- _BRIEF_
Copy the rows starting at the beginning and ending at the line containing "point(20, 49)", requests included, and shift every answer coordinate by -57. Leave the pictures out.

** Begin STORED RECORDS **

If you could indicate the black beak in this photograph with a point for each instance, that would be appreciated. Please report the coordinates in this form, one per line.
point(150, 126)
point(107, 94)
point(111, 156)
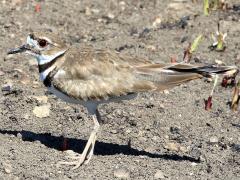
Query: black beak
point(20, 49)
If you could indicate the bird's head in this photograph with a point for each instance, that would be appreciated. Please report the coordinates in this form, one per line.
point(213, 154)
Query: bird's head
point(43, 46)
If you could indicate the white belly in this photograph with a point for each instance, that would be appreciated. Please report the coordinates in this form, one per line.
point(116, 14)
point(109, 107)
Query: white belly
point(91, 105)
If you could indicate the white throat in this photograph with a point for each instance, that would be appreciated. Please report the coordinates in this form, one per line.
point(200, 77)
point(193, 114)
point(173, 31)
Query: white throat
point(43, 59)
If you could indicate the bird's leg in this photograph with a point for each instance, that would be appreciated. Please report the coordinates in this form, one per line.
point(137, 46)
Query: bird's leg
point(214, 84)
point(87, 153)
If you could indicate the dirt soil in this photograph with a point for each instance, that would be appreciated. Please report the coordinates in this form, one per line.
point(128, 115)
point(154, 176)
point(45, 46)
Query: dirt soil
point(157, 135)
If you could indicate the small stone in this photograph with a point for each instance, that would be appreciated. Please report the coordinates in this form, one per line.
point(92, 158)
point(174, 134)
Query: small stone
point(41, 99)
point(114, 131)
point(111, 16)
point(166, 91)
point(193, 164)
point(213, 140)
point(19, 135)
point(183, 149)
point(219, 62)
point(88, 11)
point(1, 73)
point(159, 175)
point(171, 146)
point(121, 173)
point(156, 22)
point(32, 62)
point(7, 167)
point(7, 87)
point(151, 47)
point(42, 111)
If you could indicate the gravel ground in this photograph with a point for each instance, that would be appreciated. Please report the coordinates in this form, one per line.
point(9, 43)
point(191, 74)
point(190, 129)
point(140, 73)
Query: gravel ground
point(166, 135)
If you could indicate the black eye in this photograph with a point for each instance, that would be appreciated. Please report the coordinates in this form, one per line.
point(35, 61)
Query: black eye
point(42, 42)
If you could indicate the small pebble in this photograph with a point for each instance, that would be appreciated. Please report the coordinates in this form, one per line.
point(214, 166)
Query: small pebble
point(121, 173)
point(19, 135)
point(213, 140)
point(1, 73)
point(7, 167)
point(42, 111)
point(159, 175)
point(7, 87)
point(171, 146)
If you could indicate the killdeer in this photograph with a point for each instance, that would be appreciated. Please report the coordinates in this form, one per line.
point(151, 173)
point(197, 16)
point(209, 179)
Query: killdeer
point(91, 76)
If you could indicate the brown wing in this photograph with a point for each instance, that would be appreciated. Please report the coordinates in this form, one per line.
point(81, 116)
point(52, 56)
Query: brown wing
point(98, 74)
point(92, 74)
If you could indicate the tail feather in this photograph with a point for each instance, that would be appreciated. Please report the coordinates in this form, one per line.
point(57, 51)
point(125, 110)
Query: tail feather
point(170, 75)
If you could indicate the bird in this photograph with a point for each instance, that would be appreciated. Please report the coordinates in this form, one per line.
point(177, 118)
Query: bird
point(89, 76)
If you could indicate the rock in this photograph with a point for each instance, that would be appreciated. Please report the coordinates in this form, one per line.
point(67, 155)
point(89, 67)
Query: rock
point(156, 22)
point(42, 111)
point(171, 146)
point(7, 87)
point(1, 73)
point(183, 149)
point(122, 173)
point(41, 99)
point(213, 140)
point(110, 16)
point(19, 135)
point(7, 167)
point(159, 175)
point(114, 131)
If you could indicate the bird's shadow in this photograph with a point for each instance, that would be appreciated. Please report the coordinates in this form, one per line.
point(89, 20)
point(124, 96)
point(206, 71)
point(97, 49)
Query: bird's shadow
point(101, 148)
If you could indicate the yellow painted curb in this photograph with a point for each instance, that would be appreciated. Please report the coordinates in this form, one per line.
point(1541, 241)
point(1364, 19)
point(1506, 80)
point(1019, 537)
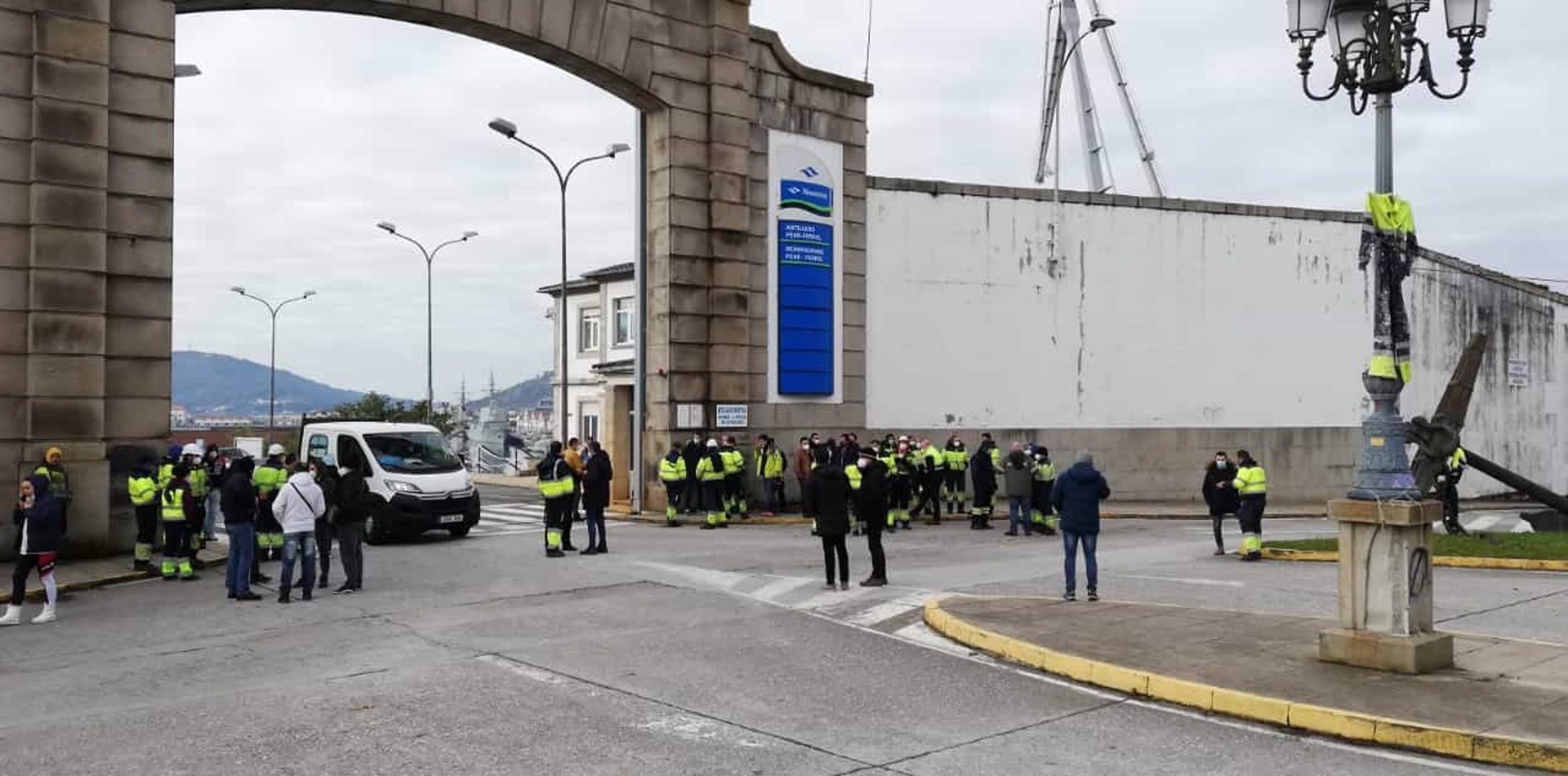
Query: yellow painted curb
point(1437, 560)
point(1303, 717)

** End STORED RECORDS **

- _TASK ANSWER_
If you could indicate the black beak in this photograph with a point for each instance, that would be appreciated. Please report the coordinates in this form, one per line.
point(150, 126)
point(107, 94)
point(111, 156)
Query: black beak
point(-37, -8)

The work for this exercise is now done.